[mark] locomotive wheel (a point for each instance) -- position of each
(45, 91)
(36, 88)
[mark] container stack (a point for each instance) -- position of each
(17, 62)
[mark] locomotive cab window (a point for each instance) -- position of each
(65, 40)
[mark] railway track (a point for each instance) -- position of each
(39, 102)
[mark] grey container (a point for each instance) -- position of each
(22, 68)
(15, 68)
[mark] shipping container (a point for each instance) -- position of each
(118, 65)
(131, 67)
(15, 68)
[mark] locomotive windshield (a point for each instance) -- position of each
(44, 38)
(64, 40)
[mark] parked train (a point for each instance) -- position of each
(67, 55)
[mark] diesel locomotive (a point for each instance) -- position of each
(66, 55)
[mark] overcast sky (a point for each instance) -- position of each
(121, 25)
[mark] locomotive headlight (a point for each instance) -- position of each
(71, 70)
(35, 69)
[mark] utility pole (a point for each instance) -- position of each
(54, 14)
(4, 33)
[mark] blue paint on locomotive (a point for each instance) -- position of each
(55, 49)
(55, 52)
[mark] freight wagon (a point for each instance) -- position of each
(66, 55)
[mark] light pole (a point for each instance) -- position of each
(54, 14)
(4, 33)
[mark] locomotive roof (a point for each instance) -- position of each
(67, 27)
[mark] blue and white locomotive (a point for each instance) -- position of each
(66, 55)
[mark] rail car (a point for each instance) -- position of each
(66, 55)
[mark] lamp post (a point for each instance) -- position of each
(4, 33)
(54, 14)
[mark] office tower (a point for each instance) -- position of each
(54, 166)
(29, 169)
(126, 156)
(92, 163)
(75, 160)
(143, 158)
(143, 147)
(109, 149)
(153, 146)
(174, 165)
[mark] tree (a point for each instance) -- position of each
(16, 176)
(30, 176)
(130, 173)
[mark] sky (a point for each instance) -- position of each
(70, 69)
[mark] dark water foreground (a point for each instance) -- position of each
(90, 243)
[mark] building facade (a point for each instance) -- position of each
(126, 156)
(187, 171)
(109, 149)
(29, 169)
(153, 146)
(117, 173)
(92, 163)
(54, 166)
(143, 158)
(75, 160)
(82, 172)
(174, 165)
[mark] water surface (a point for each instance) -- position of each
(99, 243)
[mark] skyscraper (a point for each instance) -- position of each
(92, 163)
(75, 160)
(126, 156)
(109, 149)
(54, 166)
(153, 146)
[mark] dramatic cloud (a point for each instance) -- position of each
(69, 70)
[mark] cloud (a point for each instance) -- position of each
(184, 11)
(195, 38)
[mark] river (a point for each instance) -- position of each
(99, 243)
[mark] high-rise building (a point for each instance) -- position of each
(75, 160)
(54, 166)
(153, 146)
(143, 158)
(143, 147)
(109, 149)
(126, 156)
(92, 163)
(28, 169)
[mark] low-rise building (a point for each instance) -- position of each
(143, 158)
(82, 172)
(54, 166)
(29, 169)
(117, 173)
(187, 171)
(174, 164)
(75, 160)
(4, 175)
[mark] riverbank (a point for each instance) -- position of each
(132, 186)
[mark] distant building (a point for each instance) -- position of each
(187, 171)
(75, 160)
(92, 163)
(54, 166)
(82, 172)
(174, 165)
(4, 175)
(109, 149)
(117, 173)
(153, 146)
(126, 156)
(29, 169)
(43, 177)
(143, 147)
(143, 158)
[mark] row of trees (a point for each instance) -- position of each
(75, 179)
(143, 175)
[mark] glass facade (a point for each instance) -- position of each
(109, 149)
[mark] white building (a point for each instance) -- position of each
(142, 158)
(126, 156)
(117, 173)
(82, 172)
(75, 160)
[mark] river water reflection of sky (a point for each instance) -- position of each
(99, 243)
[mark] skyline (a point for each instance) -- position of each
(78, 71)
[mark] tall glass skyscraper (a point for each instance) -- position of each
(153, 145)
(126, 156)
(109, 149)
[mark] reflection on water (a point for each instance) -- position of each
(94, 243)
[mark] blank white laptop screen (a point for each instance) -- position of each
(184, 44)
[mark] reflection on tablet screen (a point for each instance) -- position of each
::::::
= TASK DIRECTIONS =
Every line from the one containing "[mark] skyscraper (a" through the end of the material above should be retyped exactly; please include nothing else.

= EXPECTED OUTPUT =
[mark] skyscraper (a point for each instance) -- position of each
(92, 163)
(75, 160)
(126, 156)
(109, 149)
(54, 166)
(153, 146)
[mark] dramatic cloud (a point for each instance) -- position of each
(69, 70)
[mark] cloud (a point for each instance) -- position of each
(184, 11)
(195, 38)
[mark] river (a point for each instance) -- position of each
(99, 243)
[mark] high-rise building (a point for each instance) -- position of each
(75, 160)
(54, 166)
(153, 146)
(143, 158)
(143, 147)
(109, 149)
(126, 156)
(92, 163)
(28, 169)
[mark] low-rise building (a point for each instance) -- position of each
(143, 158)
(82, 172)
(54, 166)
(29, 169)
(117, 173)
(187, 171)
(174, 164)
(75, 160)
(4, 175)
[mark] riverbank (a point for each instance) -- position of each
(132, 186)
[mark] distant building (a point for each instance) -- position of each
(187, 171)
(75, 160)
(92, 163)
(54, 166)
(82, 172)
(174, 165)
(4, 175)
(109, 149)
(117, 173)
(153, 146)
(126, 156)
(29, 169)
(43, 177)
(143, 147)
(143, 158)
[mark] row of trees (a point for each instance) -- position of each
(75, 179)
(143, 175)
[mark] glass facade (a point for each instance) -- position of each
(109, 149)
[mark] white building (a point for each instance) -- position of each
(142, 158)
(126, 156)
(117, 173)
(82, 172)
(75, 160)
[mark] river water reflection of sky (a point for each instance) -- position of each
(99, 243)
[mark] skyline (a point for each instance) -- position of each
(78, 71)
[mark] tall glass skyscraper (a point for each instance) -- position of each
(153, 145)
(126, 156)
(109, 149)
[mark] reflection on water (a point for each instance) -- position of each
(94, 243)
[mark] blank white laptop screen (a point for each instance) -- position of each
(184, 44)
[mark] reflection on tablet screen (a point for each instance) -- position of each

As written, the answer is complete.